-- begin Passage provided --

McManus is using a very hard line definition of what sci-fi is*, favouring the dense and cerebral to the exclusion of the pulpy fantasy that makes up much of the genre, but he makes a good point regarding what the point of the story is.

The GSVs and drones are so specific and central to the narrative drive and themes of a Banks Culture novel, it's impossible to imagine them being rewritten as Viking adventures (for example), with long boats and slaves taking the place of sci-fi tech.

John Probe, on the other hand, could easily be transformed into a superhero (with a magic crystal that gives him powers) by the application of patch paper on just a few speech balloons. The tech element is window dressing, an aesthetic upon which the story is hung.

Whereas Blade Runner and Ex-Machina explore what it is to be an artificially created person, Mach-1 explores what it's like to karate kick someone really hard in the face.


* Discussing the VCs, McManus goes on to clarify what he means by opining that Gerry Finley-Day's experience of writing WWII strips for Battle "could be applied to this similar scenario, but set in the future" (p.124).

Will Cooling

Quote from: blackmocco on 02 September, 2016, 05:48:41 PM
Quote from: Frank on 02 September, 2016, 02:04:30 PM
Quote from: Greg M. on 02 September, 2016, 12:31:41 PM
Time-travel? Man / machine symbiosis? Is that not sci-fi? You're correct to say that much of the prog wasn't particularly Star Wars-y – I'd suggest that was something to be thankful for.

I think early 2000ad was a bit Star Wars-y, in that both used stock sci-fi ideas as a springboard to tell a familiar story, the appeal of which was primarily character and action*.

The episodes of Flesh I've read weren't really about time travel - they were about cowboys being eaten by dinosaurs. The stories were certainly made possible by a traditional sci-fi concept, but that was just the initial impetus.

Maybe they came back to time travel ideas later, and Claw Carver discovered he was his own great-grandfather or something, but I haven't read those episodes.


* I suppose the sci-fi/not sci-fi debate can be summed up by the question of whether Predator is a sci-fi film or an action movie into which a single sci-fi element has been introduced. If lobbing an alien into a recognisable genre movie turns it into sci-fi, then Superman and Alf are sci-fi

Flesh is a sci-fi story. Unless you can find another genre for time-travelling cowboys sending meat back to the 23rd century from the Cretaceous. The story doesn't have to be about time-travel per se, it can be the element that brackets the story but that still qualifies it.

MACH 1 features an artificially modified superhuman with an artificial intelligence implanted into his body.

Interesting you don't mention Judge Dredd amongst the first twelve issues. Is that not sci-fi also?

Superman would also qualify. Predator too, although it straddles the line between sci-fi and action flick. Still qualifies. Alf is a sitcom with a sci-fi element. Because aliens.

Ignoring Dredd is even crazier when you consider that Pat was the one who pushed the strip further into future and ran with the Carlos' outlandish designs. He commissioned a poster of Mega-City One because he loved how Carlos drew the futuristic buildings for Christ's Sake!

-- end Passage provided --

* **Short task 1**: According to the forum discussion about science fiction in 2000 AD, what did Pat commission because he loved how Carlos drew the futuristic buildings?
* **Short task 2**: Carry on the forum discussion about science fiction in 2000 AD from its final sentence onward.
The records have no connection to the forum discussion about science fiction in 2000 AD.

-- begin Recorded data --

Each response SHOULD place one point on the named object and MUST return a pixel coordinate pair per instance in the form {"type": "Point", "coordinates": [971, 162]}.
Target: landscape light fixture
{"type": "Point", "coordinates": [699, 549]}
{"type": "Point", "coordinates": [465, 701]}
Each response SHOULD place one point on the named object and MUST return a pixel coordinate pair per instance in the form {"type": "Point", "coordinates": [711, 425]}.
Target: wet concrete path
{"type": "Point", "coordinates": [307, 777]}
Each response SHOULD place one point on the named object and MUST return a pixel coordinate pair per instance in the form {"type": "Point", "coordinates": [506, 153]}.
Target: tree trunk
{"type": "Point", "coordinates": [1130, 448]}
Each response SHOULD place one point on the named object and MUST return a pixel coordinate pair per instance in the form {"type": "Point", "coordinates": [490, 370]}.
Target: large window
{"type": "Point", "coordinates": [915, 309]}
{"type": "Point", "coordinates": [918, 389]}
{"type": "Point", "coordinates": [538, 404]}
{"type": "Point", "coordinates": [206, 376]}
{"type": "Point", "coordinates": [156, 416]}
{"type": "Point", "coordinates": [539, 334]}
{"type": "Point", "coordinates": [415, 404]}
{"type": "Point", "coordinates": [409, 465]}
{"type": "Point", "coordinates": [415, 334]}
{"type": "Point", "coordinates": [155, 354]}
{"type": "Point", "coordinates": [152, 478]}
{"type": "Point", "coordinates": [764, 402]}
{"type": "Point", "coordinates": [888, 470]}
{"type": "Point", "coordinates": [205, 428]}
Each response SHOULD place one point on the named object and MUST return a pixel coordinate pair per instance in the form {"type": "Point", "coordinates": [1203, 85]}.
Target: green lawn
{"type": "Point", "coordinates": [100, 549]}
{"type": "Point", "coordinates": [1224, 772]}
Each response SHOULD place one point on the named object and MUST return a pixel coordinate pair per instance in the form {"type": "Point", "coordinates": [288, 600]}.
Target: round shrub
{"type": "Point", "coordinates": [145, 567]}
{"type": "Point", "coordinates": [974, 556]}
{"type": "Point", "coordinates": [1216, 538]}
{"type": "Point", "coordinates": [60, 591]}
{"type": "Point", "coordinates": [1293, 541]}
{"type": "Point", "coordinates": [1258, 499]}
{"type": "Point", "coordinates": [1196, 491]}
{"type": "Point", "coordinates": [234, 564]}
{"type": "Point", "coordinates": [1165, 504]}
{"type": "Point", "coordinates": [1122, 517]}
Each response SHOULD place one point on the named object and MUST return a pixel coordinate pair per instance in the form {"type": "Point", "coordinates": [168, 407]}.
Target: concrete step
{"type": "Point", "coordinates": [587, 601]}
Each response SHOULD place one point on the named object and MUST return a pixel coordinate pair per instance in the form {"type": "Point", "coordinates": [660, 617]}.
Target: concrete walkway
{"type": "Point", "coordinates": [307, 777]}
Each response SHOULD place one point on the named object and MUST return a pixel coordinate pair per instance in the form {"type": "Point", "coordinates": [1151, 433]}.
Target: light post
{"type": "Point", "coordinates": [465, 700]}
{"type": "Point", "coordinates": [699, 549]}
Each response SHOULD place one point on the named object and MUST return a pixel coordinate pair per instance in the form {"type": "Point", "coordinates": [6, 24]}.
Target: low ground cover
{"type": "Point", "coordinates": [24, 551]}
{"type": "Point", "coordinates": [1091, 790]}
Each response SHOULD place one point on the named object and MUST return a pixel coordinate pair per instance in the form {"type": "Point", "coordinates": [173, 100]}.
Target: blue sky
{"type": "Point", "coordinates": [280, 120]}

-- end Recorded data --
-- begin Recorded data --

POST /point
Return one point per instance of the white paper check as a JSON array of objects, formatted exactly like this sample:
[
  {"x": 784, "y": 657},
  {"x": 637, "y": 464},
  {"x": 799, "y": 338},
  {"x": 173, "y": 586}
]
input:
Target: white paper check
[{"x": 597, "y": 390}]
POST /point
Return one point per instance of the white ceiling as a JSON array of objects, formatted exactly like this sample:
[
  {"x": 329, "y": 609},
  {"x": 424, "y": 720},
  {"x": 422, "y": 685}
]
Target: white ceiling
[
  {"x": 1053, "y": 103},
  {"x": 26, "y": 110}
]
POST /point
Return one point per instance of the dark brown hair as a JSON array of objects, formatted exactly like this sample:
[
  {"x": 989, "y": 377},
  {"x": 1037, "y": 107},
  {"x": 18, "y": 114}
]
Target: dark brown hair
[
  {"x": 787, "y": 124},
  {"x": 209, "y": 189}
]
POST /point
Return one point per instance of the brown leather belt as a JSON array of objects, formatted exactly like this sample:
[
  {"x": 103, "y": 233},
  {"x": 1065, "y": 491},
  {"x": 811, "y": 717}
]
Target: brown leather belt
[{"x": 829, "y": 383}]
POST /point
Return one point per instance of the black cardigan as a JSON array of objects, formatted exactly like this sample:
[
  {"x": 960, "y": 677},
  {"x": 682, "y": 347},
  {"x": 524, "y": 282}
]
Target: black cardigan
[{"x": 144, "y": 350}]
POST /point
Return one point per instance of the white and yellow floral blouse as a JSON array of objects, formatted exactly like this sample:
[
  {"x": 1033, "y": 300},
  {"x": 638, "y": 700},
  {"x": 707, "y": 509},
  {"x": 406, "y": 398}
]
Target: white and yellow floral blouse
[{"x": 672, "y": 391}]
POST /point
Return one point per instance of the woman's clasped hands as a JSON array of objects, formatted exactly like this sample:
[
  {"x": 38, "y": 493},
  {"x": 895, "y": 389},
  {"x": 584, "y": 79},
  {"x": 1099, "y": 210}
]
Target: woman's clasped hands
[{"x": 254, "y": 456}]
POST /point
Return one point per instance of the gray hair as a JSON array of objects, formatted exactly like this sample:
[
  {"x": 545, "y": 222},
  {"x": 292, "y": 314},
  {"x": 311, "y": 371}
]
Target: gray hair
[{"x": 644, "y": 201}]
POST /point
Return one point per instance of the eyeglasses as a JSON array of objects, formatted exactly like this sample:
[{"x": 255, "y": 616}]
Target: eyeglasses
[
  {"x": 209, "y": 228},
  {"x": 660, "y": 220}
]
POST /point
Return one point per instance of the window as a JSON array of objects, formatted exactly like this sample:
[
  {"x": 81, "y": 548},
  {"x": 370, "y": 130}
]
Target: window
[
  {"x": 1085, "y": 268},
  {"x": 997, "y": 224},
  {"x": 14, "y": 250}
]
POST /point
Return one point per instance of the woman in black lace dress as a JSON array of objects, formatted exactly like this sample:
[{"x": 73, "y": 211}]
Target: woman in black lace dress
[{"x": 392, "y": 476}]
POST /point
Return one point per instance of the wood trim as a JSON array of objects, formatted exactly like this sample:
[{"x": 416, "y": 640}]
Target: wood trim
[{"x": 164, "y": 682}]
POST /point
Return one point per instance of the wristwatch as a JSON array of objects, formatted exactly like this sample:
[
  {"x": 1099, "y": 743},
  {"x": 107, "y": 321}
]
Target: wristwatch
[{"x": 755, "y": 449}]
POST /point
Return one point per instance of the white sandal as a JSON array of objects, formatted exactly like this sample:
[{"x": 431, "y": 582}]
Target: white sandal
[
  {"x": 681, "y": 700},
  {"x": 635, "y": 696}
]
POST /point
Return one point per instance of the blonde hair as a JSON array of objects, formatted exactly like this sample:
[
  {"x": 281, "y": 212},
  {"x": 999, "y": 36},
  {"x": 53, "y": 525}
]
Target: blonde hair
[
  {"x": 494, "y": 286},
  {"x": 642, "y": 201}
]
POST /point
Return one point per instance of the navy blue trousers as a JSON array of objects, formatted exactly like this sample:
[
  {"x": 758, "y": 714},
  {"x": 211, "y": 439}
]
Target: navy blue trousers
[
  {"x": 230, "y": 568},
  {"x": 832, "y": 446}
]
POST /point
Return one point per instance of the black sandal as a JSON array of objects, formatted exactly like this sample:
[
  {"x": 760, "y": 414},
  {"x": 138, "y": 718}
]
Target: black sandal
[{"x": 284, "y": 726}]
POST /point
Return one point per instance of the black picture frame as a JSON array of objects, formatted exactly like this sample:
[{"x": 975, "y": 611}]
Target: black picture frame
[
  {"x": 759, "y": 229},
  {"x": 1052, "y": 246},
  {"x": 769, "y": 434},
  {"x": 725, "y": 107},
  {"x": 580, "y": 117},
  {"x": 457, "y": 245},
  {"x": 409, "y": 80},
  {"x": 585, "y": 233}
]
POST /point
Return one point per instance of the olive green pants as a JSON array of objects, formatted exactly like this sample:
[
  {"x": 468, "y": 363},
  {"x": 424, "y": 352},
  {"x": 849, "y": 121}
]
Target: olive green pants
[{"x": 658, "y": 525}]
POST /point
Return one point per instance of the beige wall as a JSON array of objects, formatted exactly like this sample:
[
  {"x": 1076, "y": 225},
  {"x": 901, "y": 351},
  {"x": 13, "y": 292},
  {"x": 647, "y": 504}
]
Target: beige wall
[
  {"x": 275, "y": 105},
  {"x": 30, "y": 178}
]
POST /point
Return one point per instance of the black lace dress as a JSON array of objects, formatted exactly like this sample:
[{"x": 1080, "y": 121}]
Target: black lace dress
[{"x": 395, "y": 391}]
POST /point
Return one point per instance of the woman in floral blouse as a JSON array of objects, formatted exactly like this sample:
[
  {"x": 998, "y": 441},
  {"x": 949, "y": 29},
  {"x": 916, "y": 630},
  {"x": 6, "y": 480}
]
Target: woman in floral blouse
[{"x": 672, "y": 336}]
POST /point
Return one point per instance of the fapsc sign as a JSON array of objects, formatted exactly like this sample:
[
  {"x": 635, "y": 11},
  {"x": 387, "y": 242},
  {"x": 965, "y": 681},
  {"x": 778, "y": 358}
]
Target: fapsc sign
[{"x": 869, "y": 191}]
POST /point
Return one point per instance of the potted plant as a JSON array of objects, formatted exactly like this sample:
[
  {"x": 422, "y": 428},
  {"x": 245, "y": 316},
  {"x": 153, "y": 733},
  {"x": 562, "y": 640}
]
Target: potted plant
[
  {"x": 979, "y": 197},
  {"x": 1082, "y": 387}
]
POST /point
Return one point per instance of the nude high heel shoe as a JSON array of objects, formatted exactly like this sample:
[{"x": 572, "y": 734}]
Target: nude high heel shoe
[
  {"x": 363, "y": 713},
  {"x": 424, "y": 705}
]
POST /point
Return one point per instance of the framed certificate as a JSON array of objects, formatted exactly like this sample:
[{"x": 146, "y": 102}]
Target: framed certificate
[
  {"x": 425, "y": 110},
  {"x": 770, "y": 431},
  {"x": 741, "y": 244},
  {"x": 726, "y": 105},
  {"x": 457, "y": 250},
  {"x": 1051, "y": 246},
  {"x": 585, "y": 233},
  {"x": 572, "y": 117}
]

-- end Recorded data --

* **Task result 1**: A poster of Mega-City One.

* **Task result 2**:
Formerly WIll@The Nexus

Frank

Quote from: Will Cooling on 03 September, 2016, 09:28:32 AM
Ignoring Dredd is even crazier when you consider that Pat was the one who pushed the strip further into future and ran with the Carlos' outlandish designs.

See my remarks above about the difference between window dressing and theme*.

Maybe it would help if we made a distinction between genre and story. Temporal location and technology mean many of the launch line up strips can be accommodated within the sci-fi genre. That doesn't mean they're sci-fi stories.

They're heist stories, sports stories, creature features, and invasion stories.


* Those massive blocks would eventually become thematically important, but not for another 3 and a half years, and in the hands of Wagner and Grant

Greg M.

So, by your definition, which 2000AD stories are sci-fi stories? Not VCs / Bad Company / Rogue Trooper / Halo Jones Bk 3, which are all war stories. Not Strontium Dog - western. Seems John Smith might be the go-to chap for sf concepts - Firekind and Indigo Prime: Killing Time probably meet your criteria. Moore's Chronocops? Innumerable Future Shocks and Time Twisters fit the bill. Personally, it all seems a bit of a reductive exercise though.

Jim_Campbell

Almost all literature, genre or otherwise, is really about something else. If we're going to ignore 'window dressing' and define a work in terms of subtext, metaphor or allegory, then we end up in a stupidly reductive cycle of stripping away layers until just about everything is really just a story about the human condition. If we have a definition of science fiction that excludes the examples I mentioned above, then, I'm sorry, it's a stupid definition.
Stupidly Busy Letterer: Samples. | Blog
Less-Awesome-Artist: Scribbles.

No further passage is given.